Work to do:
Output all the entries word for word. Omit the pictures.
Start Material provided
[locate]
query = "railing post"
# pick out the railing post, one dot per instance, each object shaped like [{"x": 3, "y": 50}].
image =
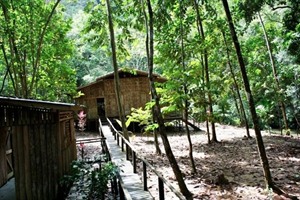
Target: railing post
[
  {"x": 118, "y": 142},
  {"x": 127, "y": 152},
  {"x": 145, "y": 176},
  {"x": 121, "y": 192},
  {"x": 161, "y": 189},
  {"x": 134, "y": 161}
]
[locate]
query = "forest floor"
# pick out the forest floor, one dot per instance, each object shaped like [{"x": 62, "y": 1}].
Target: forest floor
[{"x": 235, "y": 157}]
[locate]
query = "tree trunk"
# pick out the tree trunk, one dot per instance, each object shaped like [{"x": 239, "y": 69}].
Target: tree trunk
[
  {"x": 156, "y": 144},
  {"x": 259, "y": 140},
  {"x": 160, "y": 120},
  {"x": 116, "y": 71},
  {"x": 186, "y": 103},
  {"x": 210, "y": 112},
  {"x": 244, "y": 117},
  {"x": 278, "y": 88}
]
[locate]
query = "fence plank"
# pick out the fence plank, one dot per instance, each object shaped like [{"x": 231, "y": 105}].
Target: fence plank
[
  {"x": 27, "y": 169},
  {"x": 3, "y": 168}
]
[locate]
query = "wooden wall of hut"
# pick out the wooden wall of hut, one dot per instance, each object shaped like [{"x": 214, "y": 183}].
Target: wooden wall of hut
[
  {"x": 43, "y": 146},
  {"x": 135, "y": 93}
]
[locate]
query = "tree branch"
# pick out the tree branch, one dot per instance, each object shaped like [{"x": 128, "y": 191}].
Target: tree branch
[{"x": 40, "y": 44}]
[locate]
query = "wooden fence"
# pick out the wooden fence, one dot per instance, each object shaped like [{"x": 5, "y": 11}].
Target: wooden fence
[
  {"x": 129, "y": 149},
  {"x": 41, "y": 141}
]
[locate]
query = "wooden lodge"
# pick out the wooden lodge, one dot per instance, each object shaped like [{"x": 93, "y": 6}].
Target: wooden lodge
[
  {"x": 37, "y": 145},
  {"x": 100, "y": 97}
]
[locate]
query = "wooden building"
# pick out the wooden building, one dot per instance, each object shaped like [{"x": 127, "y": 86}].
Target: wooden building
[
  {"x": 37, "y": 145},
  {"x": 100, "y": 97}
]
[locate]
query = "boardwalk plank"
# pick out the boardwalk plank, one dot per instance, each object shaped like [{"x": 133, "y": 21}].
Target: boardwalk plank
[{"x": 130, "y": 181}]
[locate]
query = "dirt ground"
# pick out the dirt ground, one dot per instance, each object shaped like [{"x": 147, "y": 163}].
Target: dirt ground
[{"x": 234, "y": 157}]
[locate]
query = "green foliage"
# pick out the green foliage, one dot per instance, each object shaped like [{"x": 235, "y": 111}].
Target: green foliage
[
  {"x": 143, "y": 117},
  {"x": 95, "y": 184},
  {"x": 35, "y": 51}
]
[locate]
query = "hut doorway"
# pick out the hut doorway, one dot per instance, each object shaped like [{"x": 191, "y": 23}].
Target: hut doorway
[{"x": 101, "y": 108}]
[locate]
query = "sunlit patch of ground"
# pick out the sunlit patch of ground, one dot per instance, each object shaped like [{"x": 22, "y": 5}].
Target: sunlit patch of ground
[{"x": 234, "y": 157}]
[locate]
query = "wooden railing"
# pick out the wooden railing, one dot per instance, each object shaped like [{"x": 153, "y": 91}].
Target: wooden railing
[{"x": 146, "y": 165}]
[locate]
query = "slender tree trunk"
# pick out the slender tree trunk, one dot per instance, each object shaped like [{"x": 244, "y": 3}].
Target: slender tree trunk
[
  {"x": 259, "y": 139},
  {"x": 236, "y": 87},
  {"x": 156, "y": 144},
  {"x": 186, "y": 103},
  {"x": 160, "y": 120},
  {"x": 210, "y": 112},
  {"x": 278, "y": 88},
  {"x": 116, "y": 71}
]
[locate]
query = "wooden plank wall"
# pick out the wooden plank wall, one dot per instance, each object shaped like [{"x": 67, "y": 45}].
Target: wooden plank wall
[
  {"x": 43, "y": 148},
  {"x": 135, "y": 93}
]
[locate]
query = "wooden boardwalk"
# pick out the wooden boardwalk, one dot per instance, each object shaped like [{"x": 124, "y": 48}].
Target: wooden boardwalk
[{"x": 131, "y": 182}]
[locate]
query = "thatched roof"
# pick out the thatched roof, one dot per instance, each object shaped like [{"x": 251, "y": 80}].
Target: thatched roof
End Material provided
Reply to the exercise:
[locate]
query = "railing post"
# pick out the railing post, one dot per instance, each object shaped like [{"x": 3, "y": 50}].
image =
Target: railing post
[
  {"x": 118, "y": 142},
  {"x": 127, "y": 152},
  {"x": 145, "y": 176},
  {"x": 121, "y": 192},
  {"x": 161, "y": 189},
  {"x": 134, "y": 161}
]
[locate]
query = "forest floor"
# pick out the forest floor, one dot per instance, each object shaped like [{"x": 62, "y": 1}].
Target: forest floor
[{"x": 235, "y": 157}]
[locate]
query = "tree trunk"
# pick out the tree trunk, one dot per instance, each object shaped like [{"x": 239, "y": 69}].
Target: tree trunk
[
  {"x": 156, "y": 144},
  {"x": 259, "y": 140},
  {"x": 160, "y": 120},
  {"x": 116, "y": 71},
  {"x": 186, "y": 103},
  {"x": 210, "y": 112},
  {"x": 244, "y": 117},
  {"x": 278, "y": 88}
]
[locate]
query = "fence plank"
# pick out the fence plank, one dot per instance, each object shaped like [{"x": 231, "y": 105}].
Target: fence plank
[
  {"x": 27, "y": 169},
  {"x": 3, "y": 168}
]
[locate]
query = "wooden wall of hut"
# pick out the wooden wall of hut, one dot per instance, each object shaped like [{"x": 214, "y": 183}].
Target: wooden wall of hut
[
  {"x": 43, "y": 146},
  {"x": 135, "y": 93}
]
[locate]
query = "tree branch"
# pick out the tree branch, one dot per instance, each object shaped like [{"x": 128, "y": 191}].
Target: tree branch
[{"x": 40, "y": 44}]
[locate]
query = "wooden fence"
# pick out the wooden fence, one dot per instance, each object shaped like [{"x": 5, "y": 11}].
Target: wooden fence
[
  {"x": 129, "y": 149},
  {"x": 41, "y": 141}
]
[locate]
query = "wooden lodge"
# pick out the wooden lodge, one dot per instance, each object shaped like [{"x": 93, "y": 6}].
Target: wooden lodge
[
  {"x": 37, "y": 145},
  {"x": 100, "y": 97}
]
[locate]
query = "wooden building"
# pick out the wooden building, one dot per instance, each object shaped like [{"x": 127, "y": 86}].
Target: wooden building
[
  {"x": 37, "y": 145},
  {"x": 100, "y": 97}
]
[locate]
query = "boardwalk plank"
# pick out the boardwalk plank, one dot per instance, each object shaped like [{"x": 133, "y": 21}].
Target: boardwalk plank
[{"x": 130, "y": 181}]
[locate]
query = "dirt ground"
# pick out the dirt ground, one dot per instance, each object shaped like [{"x": 147, "y": 163}].
Target: dirt ground
[{"x": 234, "y": 157}]
[locate]
query = "green foliage"
# pick out the green foliage, one dot per instance, each object shaped like [{"x": 235, "y": 111}].
Target: green foliage
[
  {"x": 143, "y": 117},
  {"x": 95, "y": 184},
  {"x": 35, "y": 51}
]
[locate]
query = "hut doorway"
# pick out the hut doorway, one dot per instance, each object shaped like [{"x": 191, "y": 23}].
Target: hut doorway
[{"x": 101, "y": 108}]
[locate]
query = "sunlit patch of ground"
# pick out the sunlit patch of ground, one dot per instance, each object shaped like [{"x": 22, "y": 5}].
Target: sunlit patch of ground
[{"x": 234, "y": 157}]
[locate]
query = "wooden railing"
# pick out the wooden railing, one dot per instance, each object shaped like [{"x": 153, "y": 91}].
Target: wooden railing
[{"x": 146, "y": 165}]
[locate]
query = "slender tree trunk"
# pick out the slender tree trunk, one dot per instance, each object shaped like [{"x": 244, "y": 3}].
Target: slender tree trunk
[
  {"x": 259, "y": 139},
  {"x": 236, "y": 87},
  {"x": 156, "y": 144},
  {"x": 186, "y": 103},
  {"x": 160, "y": 120},
  {"x": 210, "y": 112},
  {"x": 278, "y": 88},
  {"x": 116, "y": 71}
]
[locate]
query = "wooden plank wall"
# pick out the wooden plank wall, one dot per instance, each object shaped like [{"x": 67, "y": 45}].
Target: wooden plank wall
[
  {"x": 43, "y": 148},
  {"x": 135, "y": 93}
]
[locate]
query = "wooden boardwalk"
# pick out the wooden boardwalk, one dot per instance, each object shaped like [{"x": 124, "y": 48}].
Target: wooden boardwalk
[{"x": 131, "y": 182}]
[locate]
query = "thatched roof"
# pick out the thatched roof, one dot per instance, each object shaped like [{"x": 251, "y": 80}].
Target: thatched roof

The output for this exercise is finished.